• **EXERCISE DESCRIPTION**
Return, word for word, every line that follows.

• **INFORMATION SUPPLIED**

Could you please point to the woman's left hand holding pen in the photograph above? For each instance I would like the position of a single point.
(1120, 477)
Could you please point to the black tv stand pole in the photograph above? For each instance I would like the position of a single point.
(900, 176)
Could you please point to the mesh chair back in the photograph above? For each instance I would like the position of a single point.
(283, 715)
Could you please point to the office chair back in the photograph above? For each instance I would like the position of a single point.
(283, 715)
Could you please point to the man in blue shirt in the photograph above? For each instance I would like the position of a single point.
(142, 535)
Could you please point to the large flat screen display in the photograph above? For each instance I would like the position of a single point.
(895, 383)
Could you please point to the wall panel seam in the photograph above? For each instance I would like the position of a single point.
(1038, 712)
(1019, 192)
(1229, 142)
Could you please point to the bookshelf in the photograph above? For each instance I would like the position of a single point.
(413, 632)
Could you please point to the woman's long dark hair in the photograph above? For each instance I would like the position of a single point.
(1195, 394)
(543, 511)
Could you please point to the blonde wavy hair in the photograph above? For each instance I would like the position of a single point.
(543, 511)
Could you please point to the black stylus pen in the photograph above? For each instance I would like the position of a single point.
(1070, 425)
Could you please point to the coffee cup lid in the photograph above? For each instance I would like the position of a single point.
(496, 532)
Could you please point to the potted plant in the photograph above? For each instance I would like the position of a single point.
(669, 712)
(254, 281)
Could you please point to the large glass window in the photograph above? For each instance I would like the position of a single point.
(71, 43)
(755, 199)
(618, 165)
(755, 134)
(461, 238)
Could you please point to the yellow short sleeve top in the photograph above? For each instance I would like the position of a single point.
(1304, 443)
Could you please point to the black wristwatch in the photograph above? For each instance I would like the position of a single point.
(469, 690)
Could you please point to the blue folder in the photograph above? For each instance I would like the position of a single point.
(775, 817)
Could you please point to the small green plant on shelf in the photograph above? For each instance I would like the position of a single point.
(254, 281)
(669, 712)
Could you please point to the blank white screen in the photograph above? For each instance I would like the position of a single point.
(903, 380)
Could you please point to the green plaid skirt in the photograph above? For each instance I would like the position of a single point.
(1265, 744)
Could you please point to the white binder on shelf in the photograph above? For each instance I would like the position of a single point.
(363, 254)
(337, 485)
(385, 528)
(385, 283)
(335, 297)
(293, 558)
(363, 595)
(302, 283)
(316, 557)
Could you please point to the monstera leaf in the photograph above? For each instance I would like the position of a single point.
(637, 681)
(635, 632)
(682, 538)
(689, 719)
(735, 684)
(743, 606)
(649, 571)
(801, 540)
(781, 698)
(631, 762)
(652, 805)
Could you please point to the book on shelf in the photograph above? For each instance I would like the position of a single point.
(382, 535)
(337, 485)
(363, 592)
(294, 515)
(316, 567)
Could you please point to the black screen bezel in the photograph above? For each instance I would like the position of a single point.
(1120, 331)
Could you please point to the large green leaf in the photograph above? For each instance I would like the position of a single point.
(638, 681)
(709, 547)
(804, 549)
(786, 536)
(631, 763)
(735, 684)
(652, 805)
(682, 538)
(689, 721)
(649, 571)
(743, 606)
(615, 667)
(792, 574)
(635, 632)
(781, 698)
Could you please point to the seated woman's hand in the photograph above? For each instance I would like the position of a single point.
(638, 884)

• **CORRECT ANSWER**
Could you please point to the woman's left hand holding pen in the photograph above? For each instance I would like the position of a single point.
(1120, 477)
Could you please point to the black tv stand pole in the photograph above? For each instance I would like the position of a single point.
(900, 176)
Could you please point to the mesh chair back in the photograph above? For each instance I would like the position of a single point.
(283, 715)
Could you please point to the office chair back in the photograph above? For each instance I would like the position of a single point.
(283, 715)
Could you please point to the man in blue shirt in the photograph above? For each instance I would like the position of a single point.
(142, 535)
Could you please point to the large flat screen display in the photograph above? For each instance I would like the position of a single point.
(895, 383)
Could you please point to the wall panel seam in the photograph above? For each instance I would like the position of a single point.
(1038, 712)
(1019, 192)
(1229, 142)
Could you please point to the bookshelf in the photograph above? For each instance I would like the position of a single point.
(413, 632)
Could you please point to the woman's long dark hair in the photograph above? For each instance I would like the position of a single point.
(1195, 394)
(543, 511)
Could you please point to the blonde wavy hair in the photograph above? For each instance I would like the position of a single point.
(543, 511)
Could you please point to the black stylus pen in the photograph above? For each instance I would like the position of a single point.
(1070, 425)
Could you please point to the coffee cup lid in the photograph above? For each instance I would like the position of a single point.
(496, 532)
Could you please point to the potted plant in the photograph above? For each instance I would like the position of a single point.
(669, 712)
(254, 281)
Could you please point to the large glass window in the photograph above? For each instance I would like the position of a single point.
(71, 43)
(755, 199)
(618, 165)
(755, 134)
(461, 238)
Could you please point to the yellow short sleeve top in the photograph above? For each instance I would like the position of a single point.
(1304, 443)
Could you please point to the black wristwatch in the photograph above? For each instance I would like the position of a single point.
(469, 690)
Could you please point to the blue folder in the photograph above? For each instance I would like the position of a single point.
(775, 817)
Could you please point to the small green plant on shelf in the photograph above? For each instance I would like the position of a single point.
(254, 281)
(669, 712)
Could you please point to the blank white screen in the photograph above? For each instance I would like the position of a single point.
(903, 380)
Could you please point to the green plaid skirt in the photograph above? For each instance I would like the position of a single point.
(1265, 744)
Could you please point to the white binder on shelf in the photograph above? For each instance I would like the position of a single point.
(363, 254)
(337, 485)
(385, 528)
(385, 283)
(335, 297)
(293, 558)
(363, 595)
(302, 283)
(316, 557)
Could you please point to the monstera leaf in the photograph above? For each instance I would like the position of a single point.
(637, 681)
(635, 632)
(682, 538)
(689, 719)
(735, 684)
(743, 606)
(649, 571)
(801, 540)
(781, 698)
(631, 762)
(652, 805)
Could you please point to the book on shelf in the photograph above? For each instance I would like the position of a single point.
(382, 535)
(337, 485)
(363, 592)
(294, 515)
(316, 567)
Could you please point to the black screen bezel in the photograph above? For each instance I would like the position of a single point.
(1120, 331)
Could you please point to the large green leaf in the photograph above? For each instance I would like the position of a single point.
(638, 681)
(709, 547)
(804, 549)
(786, 536)
(631, 763)
(735, 684)
(652, 805)
(682, 538)
(689, 721)
(649, 571)
(743, 606)
(615, 667)
(792, 574)
(635, 632)
(781, 698)
Could you please point to the seated woman's hand in the photograph above? For each instance I would like the position of a single point.
(638, 884)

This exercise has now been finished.